PROBLEM DETAILS ▸ Find the word "church" in the listing, and copy out each line where it turns up.

════

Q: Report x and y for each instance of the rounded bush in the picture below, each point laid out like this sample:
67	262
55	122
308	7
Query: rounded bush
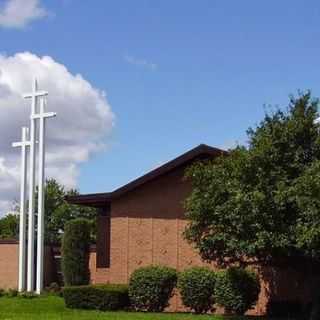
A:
196	286
75	252
237	290
150	288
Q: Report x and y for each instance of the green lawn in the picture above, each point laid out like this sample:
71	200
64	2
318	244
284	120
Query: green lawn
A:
52	308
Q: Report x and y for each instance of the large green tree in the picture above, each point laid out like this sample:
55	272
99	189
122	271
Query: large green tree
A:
262	201
57	212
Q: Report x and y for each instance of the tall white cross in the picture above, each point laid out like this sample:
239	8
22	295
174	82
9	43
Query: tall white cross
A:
34	99
42	116
23	144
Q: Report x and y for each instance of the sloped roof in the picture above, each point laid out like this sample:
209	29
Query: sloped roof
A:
98	199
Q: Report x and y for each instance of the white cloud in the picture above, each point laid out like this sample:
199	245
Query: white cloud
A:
84	119
141	62
19	13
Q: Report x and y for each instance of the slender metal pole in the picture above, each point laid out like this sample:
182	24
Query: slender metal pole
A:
22	228
30	277
41	182
22	225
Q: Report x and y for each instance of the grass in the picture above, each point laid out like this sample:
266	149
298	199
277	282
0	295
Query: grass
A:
52	308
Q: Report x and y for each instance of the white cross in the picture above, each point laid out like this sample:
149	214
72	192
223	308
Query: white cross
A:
24	143
34	99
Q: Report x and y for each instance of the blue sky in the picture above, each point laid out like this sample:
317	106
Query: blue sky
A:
176	73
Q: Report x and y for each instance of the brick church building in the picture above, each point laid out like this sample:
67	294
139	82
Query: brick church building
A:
142	224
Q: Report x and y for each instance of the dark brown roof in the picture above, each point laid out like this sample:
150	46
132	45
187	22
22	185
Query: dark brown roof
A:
98	199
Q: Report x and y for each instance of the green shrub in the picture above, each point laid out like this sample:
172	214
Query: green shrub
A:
53	289
75	252
99	297
150	288
11	293
237	290
196	286
28	295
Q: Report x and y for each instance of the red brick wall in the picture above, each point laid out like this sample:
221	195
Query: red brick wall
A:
147	227
9	265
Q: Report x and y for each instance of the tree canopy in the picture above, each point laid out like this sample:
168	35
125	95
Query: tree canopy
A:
261	202
57	212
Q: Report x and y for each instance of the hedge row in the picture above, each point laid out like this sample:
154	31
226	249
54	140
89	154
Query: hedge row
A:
150	289
99	297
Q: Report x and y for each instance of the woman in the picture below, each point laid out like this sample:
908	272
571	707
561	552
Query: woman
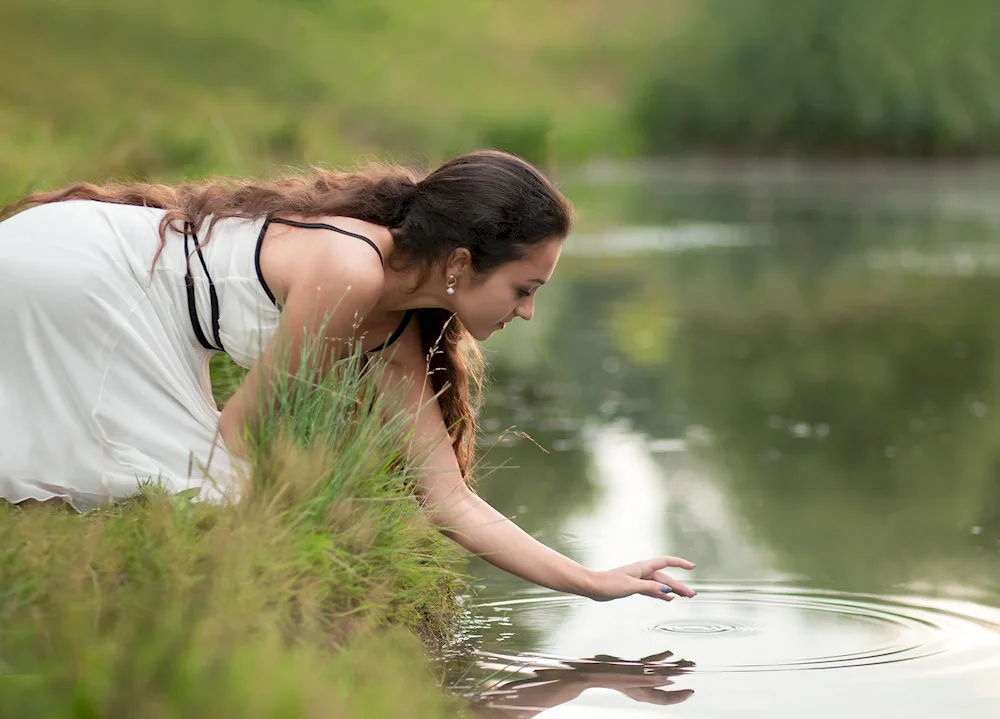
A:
113	299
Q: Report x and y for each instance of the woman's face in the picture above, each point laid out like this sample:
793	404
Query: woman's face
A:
487	304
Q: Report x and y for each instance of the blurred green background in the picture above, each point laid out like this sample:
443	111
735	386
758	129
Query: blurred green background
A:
100	88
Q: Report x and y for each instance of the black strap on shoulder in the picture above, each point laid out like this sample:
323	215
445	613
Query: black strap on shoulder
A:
212	294
397	333
324	226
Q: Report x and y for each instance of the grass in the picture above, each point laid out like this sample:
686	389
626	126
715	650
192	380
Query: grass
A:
112	88
309	596
828	77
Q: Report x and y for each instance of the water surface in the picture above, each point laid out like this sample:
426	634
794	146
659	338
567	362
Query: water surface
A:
795	383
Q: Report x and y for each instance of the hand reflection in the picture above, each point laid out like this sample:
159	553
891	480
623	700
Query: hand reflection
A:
639	680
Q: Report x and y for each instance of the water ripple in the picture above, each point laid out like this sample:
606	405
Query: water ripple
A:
733	629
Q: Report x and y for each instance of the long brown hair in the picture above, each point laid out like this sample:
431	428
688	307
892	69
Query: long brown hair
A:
494	204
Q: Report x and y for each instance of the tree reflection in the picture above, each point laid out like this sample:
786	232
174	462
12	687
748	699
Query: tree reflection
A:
641	680
855	411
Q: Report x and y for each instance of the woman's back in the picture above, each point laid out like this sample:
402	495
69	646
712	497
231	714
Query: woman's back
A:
108	358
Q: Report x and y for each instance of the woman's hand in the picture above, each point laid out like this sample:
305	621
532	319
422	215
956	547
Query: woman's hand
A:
641	578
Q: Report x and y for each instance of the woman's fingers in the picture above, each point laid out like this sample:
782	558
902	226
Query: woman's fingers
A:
654	590
661	562
679	587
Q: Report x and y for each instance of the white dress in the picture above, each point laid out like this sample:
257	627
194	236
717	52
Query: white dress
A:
103	380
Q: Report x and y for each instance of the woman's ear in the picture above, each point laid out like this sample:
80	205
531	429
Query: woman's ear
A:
459	262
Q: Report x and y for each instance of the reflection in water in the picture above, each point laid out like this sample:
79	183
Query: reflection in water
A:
757	626
813	422
560	681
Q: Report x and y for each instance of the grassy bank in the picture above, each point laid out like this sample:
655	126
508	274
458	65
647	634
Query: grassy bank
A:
828	77
307	597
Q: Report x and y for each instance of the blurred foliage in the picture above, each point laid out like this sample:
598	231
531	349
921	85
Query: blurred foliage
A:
104	88
844	77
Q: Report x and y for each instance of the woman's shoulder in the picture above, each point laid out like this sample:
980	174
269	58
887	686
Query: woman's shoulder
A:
334	248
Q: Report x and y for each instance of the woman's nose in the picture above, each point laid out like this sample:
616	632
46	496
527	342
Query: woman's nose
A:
526	310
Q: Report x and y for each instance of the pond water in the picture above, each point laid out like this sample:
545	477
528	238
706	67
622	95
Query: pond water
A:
792	380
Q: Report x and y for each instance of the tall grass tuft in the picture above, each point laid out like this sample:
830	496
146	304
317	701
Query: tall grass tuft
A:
304	596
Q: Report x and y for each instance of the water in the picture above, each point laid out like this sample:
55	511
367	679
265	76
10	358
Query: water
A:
795	383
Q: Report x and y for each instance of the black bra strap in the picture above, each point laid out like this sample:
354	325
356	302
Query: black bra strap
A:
398	333
324	226
192	303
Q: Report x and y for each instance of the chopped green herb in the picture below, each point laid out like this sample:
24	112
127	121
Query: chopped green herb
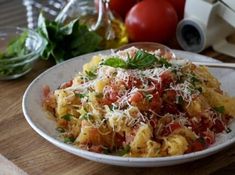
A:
115	62
98	95
90	75
64	41
67	117
60	129
164	62
69	139
141	60
220	109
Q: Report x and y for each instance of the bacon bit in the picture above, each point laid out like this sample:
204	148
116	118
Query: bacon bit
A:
156	102
66	84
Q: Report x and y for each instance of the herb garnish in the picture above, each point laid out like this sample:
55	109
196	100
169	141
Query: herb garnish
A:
141	60
85	116
69	139
90	75
67	117
80	95
60	129
64	41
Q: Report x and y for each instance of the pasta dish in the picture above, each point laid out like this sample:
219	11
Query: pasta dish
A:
140	104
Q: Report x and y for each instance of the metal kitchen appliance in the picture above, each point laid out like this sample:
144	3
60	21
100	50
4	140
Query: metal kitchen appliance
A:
207	23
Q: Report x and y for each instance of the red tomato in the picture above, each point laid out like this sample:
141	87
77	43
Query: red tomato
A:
155	102
120	7
151	20
136	98
174	126
179	7
218	126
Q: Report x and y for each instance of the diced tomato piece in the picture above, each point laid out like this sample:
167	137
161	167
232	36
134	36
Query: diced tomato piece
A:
156	102
174	126
218	126
153	122
136	98
166	77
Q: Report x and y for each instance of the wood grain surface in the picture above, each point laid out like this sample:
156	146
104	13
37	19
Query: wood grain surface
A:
23	146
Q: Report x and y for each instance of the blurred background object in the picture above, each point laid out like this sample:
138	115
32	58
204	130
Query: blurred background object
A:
24	13
50	8
207	23
12	13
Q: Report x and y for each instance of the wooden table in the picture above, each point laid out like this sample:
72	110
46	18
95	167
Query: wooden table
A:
23	146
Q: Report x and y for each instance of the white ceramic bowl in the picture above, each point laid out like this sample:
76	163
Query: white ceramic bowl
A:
38	120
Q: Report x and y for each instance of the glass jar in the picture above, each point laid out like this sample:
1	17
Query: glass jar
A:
98	18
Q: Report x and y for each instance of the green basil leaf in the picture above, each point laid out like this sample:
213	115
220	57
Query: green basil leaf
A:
115	62
141	60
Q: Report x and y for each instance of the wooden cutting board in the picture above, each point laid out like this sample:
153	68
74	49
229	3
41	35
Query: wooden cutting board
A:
9	168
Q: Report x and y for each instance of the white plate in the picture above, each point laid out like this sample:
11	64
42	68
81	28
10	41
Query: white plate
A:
38	120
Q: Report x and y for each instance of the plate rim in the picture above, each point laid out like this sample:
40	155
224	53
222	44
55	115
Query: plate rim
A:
102	157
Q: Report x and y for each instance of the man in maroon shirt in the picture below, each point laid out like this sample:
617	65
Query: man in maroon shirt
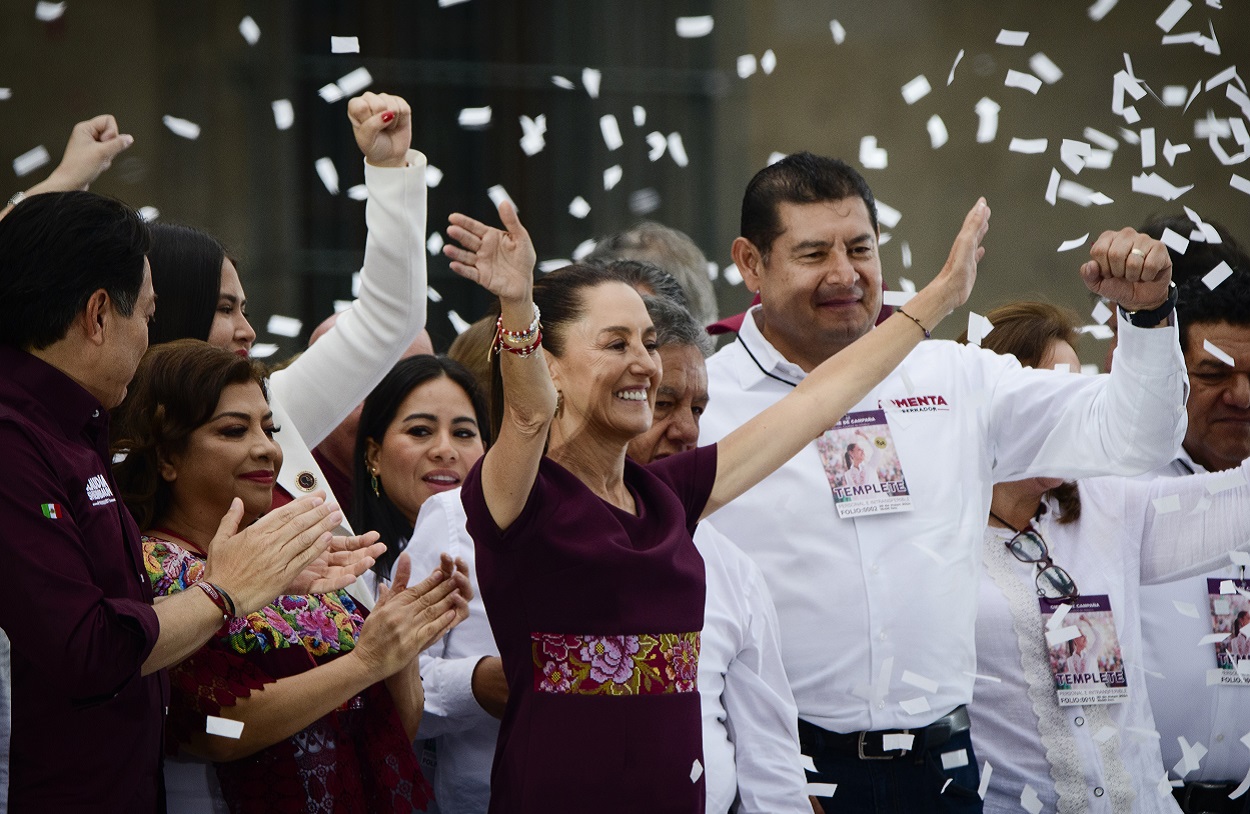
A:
88	645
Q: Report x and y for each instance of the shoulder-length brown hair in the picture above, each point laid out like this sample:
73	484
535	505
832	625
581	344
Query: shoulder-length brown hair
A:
1026	330
175	390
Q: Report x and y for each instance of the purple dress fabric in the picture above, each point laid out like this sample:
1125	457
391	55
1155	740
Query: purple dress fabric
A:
596	615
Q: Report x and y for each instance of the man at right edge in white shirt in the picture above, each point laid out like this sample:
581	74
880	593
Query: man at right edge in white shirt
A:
878	609
1185	704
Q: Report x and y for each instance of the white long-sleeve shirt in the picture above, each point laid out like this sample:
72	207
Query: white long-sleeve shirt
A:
875	608
1120	543
1214	715
750	735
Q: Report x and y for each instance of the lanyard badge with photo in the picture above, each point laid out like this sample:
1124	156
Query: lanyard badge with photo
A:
1084	650
863	465
1230	630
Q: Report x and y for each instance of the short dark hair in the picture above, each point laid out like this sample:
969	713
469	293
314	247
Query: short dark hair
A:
801	178
675	325
1200	256
186	274
1228	303
376	513
175	390
669	249
58	249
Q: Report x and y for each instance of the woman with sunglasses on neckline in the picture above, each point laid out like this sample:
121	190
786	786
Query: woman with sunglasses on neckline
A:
1058	612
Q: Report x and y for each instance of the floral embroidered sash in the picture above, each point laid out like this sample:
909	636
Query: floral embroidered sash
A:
644	664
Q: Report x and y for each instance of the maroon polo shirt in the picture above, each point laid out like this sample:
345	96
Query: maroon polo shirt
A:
78	607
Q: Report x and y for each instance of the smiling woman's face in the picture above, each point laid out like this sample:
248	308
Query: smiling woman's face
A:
429	447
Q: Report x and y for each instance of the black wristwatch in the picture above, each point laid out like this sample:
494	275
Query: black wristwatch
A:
1155	315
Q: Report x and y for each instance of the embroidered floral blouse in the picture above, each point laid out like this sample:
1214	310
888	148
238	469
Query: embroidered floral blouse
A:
355	759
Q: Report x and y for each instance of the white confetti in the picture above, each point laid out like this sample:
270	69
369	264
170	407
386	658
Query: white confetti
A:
284	325
344	45
328	174
1100	9
768	61
691	28
1185	609
474	118
284	114
181	128
613	175
590	79
224	727
249	30
916	89
1218	353
950	76
30	160
1028	145
1166	504
658	144
498	195
354	81
871	156
1075	243
988	120
888	215
1045	69
1173	14
49	11
1216	275
533	134
1026	81
611	131
1029	799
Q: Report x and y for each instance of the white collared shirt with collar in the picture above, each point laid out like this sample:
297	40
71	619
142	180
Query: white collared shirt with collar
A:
875	609
1185	705
750	739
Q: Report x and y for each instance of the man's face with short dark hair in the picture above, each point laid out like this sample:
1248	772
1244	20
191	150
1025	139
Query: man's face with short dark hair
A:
1219	399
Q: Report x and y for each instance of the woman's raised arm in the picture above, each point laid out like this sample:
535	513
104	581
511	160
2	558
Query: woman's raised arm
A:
756	449
503	263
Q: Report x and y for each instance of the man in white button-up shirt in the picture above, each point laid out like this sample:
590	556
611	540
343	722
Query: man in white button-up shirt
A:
878	608
1185	703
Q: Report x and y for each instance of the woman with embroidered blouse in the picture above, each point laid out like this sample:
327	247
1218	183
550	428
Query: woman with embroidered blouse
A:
585	560
310	703
1069	700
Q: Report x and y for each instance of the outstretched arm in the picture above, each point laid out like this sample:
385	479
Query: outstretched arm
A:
756	449
89	151
503	263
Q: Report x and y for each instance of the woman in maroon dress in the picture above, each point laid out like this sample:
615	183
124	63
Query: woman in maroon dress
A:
585	560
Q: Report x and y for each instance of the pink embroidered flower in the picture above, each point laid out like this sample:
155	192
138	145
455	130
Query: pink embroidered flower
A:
556	645
315	624
610	658
556	678
683	662
279	624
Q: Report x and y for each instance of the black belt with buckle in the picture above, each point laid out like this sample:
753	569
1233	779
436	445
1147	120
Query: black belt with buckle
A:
870	745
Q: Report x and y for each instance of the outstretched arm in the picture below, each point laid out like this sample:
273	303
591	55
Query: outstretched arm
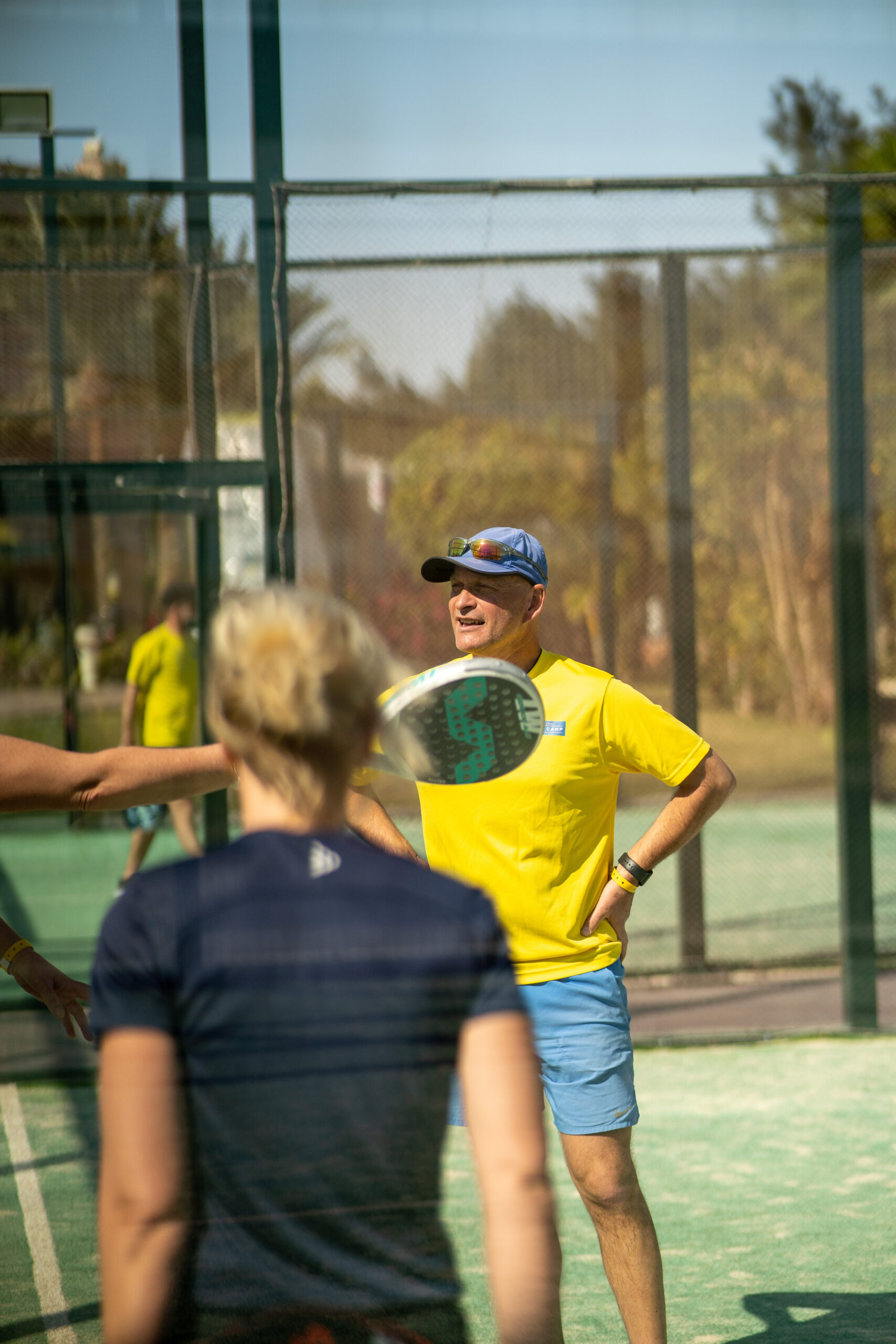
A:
34	777
684	815
370	820
38	978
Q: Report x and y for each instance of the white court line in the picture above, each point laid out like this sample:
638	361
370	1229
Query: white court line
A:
44	1253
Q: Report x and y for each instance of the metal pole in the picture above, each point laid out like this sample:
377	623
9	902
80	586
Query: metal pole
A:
268	169
198	222
336	502
852	671
606	537
681	584
207	598
201	381
56	351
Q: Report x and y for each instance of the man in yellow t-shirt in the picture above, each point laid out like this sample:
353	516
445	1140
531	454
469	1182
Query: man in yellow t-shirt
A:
541	842
164	671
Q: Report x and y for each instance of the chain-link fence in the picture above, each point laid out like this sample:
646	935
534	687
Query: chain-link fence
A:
507	356
458	359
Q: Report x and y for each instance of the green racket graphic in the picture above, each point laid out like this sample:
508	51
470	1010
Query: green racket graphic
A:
464	722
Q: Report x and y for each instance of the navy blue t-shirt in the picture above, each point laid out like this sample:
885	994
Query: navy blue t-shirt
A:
316	990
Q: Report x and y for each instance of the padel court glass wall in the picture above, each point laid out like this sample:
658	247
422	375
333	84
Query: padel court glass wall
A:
638	377
129	457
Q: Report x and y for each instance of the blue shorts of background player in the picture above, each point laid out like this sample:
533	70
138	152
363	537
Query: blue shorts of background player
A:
582	1035
147	816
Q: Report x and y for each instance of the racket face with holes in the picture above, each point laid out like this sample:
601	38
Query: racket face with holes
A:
462	722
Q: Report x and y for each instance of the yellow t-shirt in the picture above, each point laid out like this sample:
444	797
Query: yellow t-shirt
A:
541	839
164	668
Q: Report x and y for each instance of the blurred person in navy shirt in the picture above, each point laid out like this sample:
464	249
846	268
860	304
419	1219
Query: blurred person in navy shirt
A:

════

EXPECTED ANSWER ▸
Q: Report x and y for each instance of the brick church building in the picture above, each point laid out like this sample:
Query: brick church building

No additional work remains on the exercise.